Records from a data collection
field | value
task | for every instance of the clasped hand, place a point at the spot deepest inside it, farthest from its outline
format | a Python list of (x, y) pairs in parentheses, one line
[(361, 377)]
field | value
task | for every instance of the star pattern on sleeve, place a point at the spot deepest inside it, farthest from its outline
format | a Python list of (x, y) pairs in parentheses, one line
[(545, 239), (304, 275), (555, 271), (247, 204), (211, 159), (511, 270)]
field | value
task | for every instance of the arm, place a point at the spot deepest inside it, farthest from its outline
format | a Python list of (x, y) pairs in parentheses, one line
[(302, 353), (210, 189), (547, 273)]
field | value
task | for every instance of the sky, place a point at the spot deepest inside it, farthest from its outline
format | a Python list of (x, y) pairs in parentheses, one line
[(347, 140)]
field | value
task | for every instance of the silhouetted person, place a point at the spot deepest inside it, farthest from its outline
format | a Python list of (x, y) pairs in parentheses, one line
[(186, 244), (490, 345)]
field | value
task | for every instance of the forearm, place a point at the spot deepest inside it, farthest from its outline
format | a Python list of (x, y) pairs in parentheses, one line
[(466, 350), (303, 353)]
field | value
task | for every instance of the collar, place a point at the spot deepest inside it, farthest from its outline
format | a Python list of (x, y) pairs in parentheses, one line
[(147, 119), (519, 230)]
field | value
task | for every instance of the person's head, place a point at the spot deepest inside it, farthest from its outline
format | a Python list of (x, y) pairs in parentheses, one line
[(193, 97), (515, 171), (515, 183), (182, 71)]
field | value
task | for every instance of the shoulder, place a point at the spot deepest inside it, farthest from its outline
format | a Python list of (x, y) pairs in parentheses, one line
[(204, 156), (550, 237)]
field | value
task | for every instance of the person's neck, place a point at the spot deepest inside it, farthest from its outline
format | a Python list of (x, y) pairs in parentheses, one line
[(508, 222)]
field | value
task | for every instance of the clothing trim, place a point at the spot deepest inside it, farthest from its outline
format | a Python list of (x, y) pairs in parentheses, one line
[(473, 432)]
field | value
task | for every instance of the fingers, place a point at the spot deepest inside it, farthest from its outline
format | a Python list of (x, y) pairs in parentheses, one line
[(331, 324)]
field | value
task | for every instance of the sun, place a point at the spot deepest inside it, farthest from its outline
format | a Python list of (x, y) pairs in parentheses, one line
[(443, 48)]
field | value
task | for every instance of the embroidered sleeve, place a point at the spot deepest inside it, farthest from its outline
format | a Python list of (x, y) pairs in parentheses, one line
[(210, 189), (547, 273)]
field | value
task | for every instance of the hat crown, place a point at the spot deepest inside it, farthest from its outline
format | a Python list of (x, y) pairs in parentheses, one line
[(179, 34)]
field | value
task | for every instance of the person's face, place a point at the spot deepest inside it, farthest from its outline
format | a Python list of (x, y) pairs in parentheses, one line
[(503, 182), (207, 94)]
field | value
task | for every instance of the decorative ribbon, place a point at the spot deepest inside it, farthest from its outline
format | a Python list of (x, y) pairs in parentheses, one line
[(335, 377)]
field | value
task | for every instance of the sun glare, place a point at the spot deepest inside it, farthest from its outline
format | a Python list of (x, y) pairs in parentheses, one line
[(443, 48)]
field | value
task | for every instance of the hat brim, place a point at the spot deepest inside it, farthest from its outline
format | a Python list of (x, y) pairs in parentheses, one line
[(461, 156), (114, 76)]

* **Instructions for the task**:
Reproduce every line of the material above word for word, keeping the same order and line breaks.

* **Written response**:
field | value
task | for every instance of the clasped hand, place a point at the spot deepest inside it, farthest from its outline
format | a Python list of (x, y) pairs in parentheses, one line
[(361, 377)]
field | value
task | for every instance of the star pattern on sleeve, place a point at the spot deepest inside it, farthest from its outline
format | a Python list of (x, y) pairs in parentheses, one line
[(545, 239), (304, 275), (555, 271), (247, 204), (211, 159), (511, 270)]
field | value
task | for every instance of the arm, place a point at the spot deepest inside it, farthest from its outline
format | a Python list of (x, y) pairs in parentheses, one line
[(302, 353), (210, 189), (547, 273)]
field | value
task | for every instance of the sky, place a point at the spot deepest inside it, farthest from its outline
format | a Python list of (x, y) pairs in parentheses, one line
[(347, 140)]
field | value
task | for every instance of the silhouetted person, place a point at the spot deepest inside it, farthest from its outline
format | a Python list of (x, y) pairs in parentheses, one line
[(186, 244), (490, 345)]
field | value
task | for every instance of the forearm, place a point at the spot deepest inside it, farthest from its outline
format | a Python list of (x, y) pairs in parentheses, one line
[(466, 350), (303, 353)]
field | value
task | for every instance of the collar, place a point at the spot deepest inside it, farthest from its outline
format | a Python list of (x, y) pairs in parentheses, one line
[(147, 119), (519, 230)]
field | value
task | for every instance of the person's head, place a point at the spot deepest inside it, farthest from its outline
format | a Python list of (x, y) pairs in parentheses, one line
[(193, 97), (515, 171), (515, 183), (182, 71)]
field | value
task | for every instance of the shoulder, place a point at the spot deepest inside it, farthest from its outline
format | a Python list of (x, y) pairs in parentheses, one line
[(204, 156), (550, 237)]
field | value
task | for every instance of the person's neck, place a point at the spot deepest inside it, farthest from its outline
format | a Python list of (x, y) pairs in parentheses, one line
[(508, 222)]
field | value
task | for every instance of the clothing trim, place a point at the spot deepest inside it, farthest from its outline
format | a Python list of (x, y) pairs in parentheses, one line
[(473, 432)]
field | value
task | for every instance of the fingers, place a point at the spot deepest inside it, farthest from its outline
format | a Python list of (x, y) pairs in parentheses, one line
[(331, 324)]
field | value
task | for every instance of the sun, place a point at the spot deepest inside it, farthest from its outline
format | a Python list of (x, y) pairs in parentheses, one line
[(443, 48)]
field | value
task | for every instance of the embroidered sleeve, place a point at the spot deepest inside it, farthest from its outline
format | a Python list of (x, y) pairs in parentheses, one line
[(210, 189), (547, 273)]
field | value
task | for every instance of the hat crown, place a point at the spot deepest inside it, farthest from its outline
format | a Python list of (x, y) pairs in parentheses, one line
[(179, 34)]
field | value
task | for every instance of the person's face, place a point at the spot deepest inside it, farthest from its outline
format | a Python list of (x, y) pairs in parentheses, one line
[(503, 182), (207, 94)]
field | value
task | for every instance of the decorative ribbon, place a point at the spot deepest inside it, farthest from its outline
format | a Python list of (x, y) pairs in parentheses, one line
[(335, 377)]
field | value
task | for every instance of the sun glare, place a point at the spot deepest inside it, farthest from its outline
format | a Python list of (x, y) pairs in parentheses, one line
[(443, 48)]
field | value
task | for every instance of the hat brim, place a point at the spot deepest inside it, farthest from its outline
format | a Python list of (x, y) pairs in parentheses, one line
[(461, 156), (114, 76)]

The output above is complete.